▶ **Consigne 1**: Pouvez-vous extraire toutes les lignes qui contiennent la chaîne "nose", en tenant compte de la casse ?

Intervention de Laurence Harribey

Réunion du 24 juin 2020 à 15h00
Fonds de garantie des victimes des actes de terrorisme et d'autres infractions — Adoption d'une proposition de loi dans le texte de la commission

Photo de Laurence HarribeyLaurence Harribey :

Monsieur le président, madame la garde des sceaux, mes chers collègues, lorsque la commission des lois m’a confié cette mission en précisant qu’il s’agissait d’une simplification du droit, j’ai eu quelques doutes. En effet, quand on fait une loi pour simplifier la loi, on a généralement tendance à compliquer les choses, à ajouter des textes aux textes et à augmenter la complexité. Ce n’est pas le cas de ce texte, mais, si nous sommes obligés de simplifier le droit, c’est bien parce que l’on a, à un moment donné, complexifié les choses. Cela dit, je le répète, il s’agit réellement ici d’un travail de simplification.

Sans reprendre la procédure visée par le texte, que nous avons examinée en commission et qui vient d’être rappelée par Mme la garde des sceaux, je veux rappeler que le système français est fondé sur la réparation intégrale, sans condition de ressources, de tous les dommages physiques graves et que cette réparation est garantie par la solidarité nationale, c’est-à-dire par la communauté des assurés. Il est important de le souligner.

Ce système est l’un des plus complets au monde ; il s’est construit au fil des années, depuis 1951, avec la création d’un fonds de garantie, jusqu’en 2008, avec la création du service d’aide au recouvrement des victimes d’infractions (Sarvi). Ce système, assez important, a toujours eu pour souci la réparation et les droits de la victime.

Cela vient d’être souligné, la question a trait non au système, mais à l’accès réel au droit de réparation, du fait d’une confusion possible dans la compréhension des délais de forclusion. Jusqu’en 2000, les choses étaient claires : en l’absence d’une action pénale engagée, le délai de forclusion était de trois ans ; si l’action pénale était engagée, le délai était prorogé d’un an après la décision définitive. En 2000, le législateur, voulant protéger la victime au travers d’une augmentation du droit de celle-ci à être informée, ne s’est pas contenté de donner un droit à l’information ; il a instauré un délai différent, d’un an, à partir de cette notification.

On peut donc avoir deux délais différents pour une même situation, car il est assez logique que la ou les victimes veuillent aller au bout de la procédure avant de saisir la CIVI pour obtenir réparation. Malheureusement, les cas de forclusion se sont multipliés, avant même que les victimes puissent en prendre conscience.

▶ **Consigne 2**: Pourriez-vous poursuivre l'intervention sur le fonds de garantie des victimes d'infractions à partir de l'endroit où elle s'arrête ?

▶ **Entrées d'un jeu de données**:
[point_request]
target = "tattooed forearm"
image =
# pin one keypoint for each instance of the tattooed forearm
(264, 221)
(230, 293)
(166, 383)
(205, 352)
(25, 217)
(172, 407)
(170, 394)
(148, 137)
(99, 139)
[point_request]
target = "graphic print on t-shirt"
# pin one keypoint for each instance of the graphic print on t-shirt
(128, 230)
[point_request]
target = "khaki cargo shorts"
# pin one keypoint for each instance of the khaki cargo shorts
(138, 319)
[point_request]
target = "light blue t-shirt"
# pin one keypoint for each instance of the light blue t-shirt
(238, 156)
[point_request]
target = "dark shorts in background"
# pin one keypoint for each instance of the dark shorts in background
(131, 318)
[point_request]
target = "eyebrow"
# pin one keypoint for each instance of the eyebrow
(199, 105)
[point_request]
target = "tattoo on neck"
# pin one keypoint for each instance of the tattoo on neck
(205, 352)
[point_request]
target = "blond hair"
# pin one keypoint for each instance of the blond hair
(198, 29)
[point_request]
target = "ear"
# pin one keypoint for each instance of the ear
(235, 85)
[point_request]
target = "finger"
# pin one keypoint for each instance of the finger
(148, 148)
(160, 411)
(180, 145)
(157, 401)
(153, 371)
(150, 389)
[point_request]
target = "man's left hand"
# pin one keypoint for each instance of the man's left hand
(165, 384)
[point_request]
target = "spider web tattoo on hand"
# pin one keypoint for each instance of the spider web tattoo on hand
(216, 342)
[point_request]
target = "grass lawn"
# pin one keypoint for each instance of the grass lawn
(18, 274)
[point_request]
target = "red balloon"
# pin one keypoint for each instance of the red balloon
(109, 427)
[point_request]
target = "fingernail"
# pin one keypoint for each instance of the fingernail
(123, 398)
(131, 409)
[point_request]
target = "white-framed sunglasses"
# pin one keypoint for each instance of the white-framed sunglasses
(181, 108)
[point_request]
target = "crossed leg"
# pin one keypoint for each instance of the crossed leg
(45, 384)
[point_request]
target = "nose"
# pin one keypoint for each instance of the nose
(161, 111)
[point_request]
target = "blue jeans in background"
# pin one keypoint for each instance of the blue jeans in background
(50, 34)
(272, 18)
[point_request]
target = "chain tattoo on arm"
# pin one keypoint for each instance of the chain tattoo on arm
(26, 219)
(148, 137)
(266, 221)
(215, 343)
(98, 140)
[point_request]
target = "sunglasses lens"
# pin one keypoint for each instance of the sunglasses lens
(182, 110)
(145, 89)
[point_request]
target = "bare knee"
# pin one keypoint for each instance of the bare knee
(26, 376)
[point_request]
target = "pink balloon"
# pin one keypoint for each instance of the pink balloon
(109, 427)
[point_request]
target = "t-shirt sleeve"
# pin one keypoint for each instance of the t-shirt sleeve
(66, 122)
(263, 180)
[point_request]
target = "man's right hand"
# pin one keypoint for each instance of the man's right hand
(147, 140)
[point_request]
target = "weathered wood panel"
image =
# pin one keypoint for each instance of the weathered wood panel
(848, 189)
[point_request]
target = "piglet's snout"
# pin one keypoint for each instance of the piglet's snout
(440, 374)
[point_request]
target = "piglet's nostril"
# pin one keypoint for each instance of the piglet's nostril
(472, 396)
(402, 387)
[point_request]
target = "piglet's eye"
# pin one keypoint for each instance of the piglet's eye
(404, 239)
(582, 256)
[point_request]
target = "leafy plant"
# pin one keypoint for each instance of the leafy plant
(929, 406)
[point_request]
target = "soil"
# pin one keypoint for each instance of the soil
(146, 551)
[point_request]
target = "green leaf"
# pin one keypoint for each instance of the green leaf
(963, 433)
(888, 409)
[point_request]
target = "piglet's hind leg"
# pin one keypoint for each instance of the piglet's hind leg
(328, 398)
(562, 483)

▶ **Réponse attendue 1**:
target = "nose"
# pin one keypoint for each instance of the nose

▶ **Réponse attendue 2**:
Nous nous sommes posé une question, au cours de nos auditions : pourquoi s’est-il écoulé vingt ans avant que l’on se décide à changer le droit ? L’explication est assez simple : l’information des victimes par les juridictions est devenue quasi systématique et automatique dans les années 2010, du fait de la numérisation des procédures. Par conséquent, le nombre de cas dans lesquels les victimes ont été forcloses, en raison de la mauvaise compréhension du délai et de la volonté d’attendre une décision définitive, s’est multiplié. La jurisprudence l’a d’ailleurs confirmé, dans un arrêt de la Cour de cassation de 2013, qui analyse le droit stricto sensu et montre qu’il peut y avoir problème.

D’où l’intérêt de cette proposition de loi, qui vise très simplement à supprimer le délai spécifique lié à l’information des victimes. Il comporte une autre mesure, qui est intéressante et qui va dans le sens de la volonté du législateur de l’année 2000 : l’absence d’information entraîne l’absence de forclusion. C’était déjà le cas, mais ce n’était pas codifié ; la proposition de loi a le mérite de le faire.

La commission des lois a considéré que cette réponse était adaptée et conforme à l’intention du législateur de 2000.

Toutefois, nous voulons mettre l’accent sur deux questions soulevées lors des auditions, madame la garde des sceaux.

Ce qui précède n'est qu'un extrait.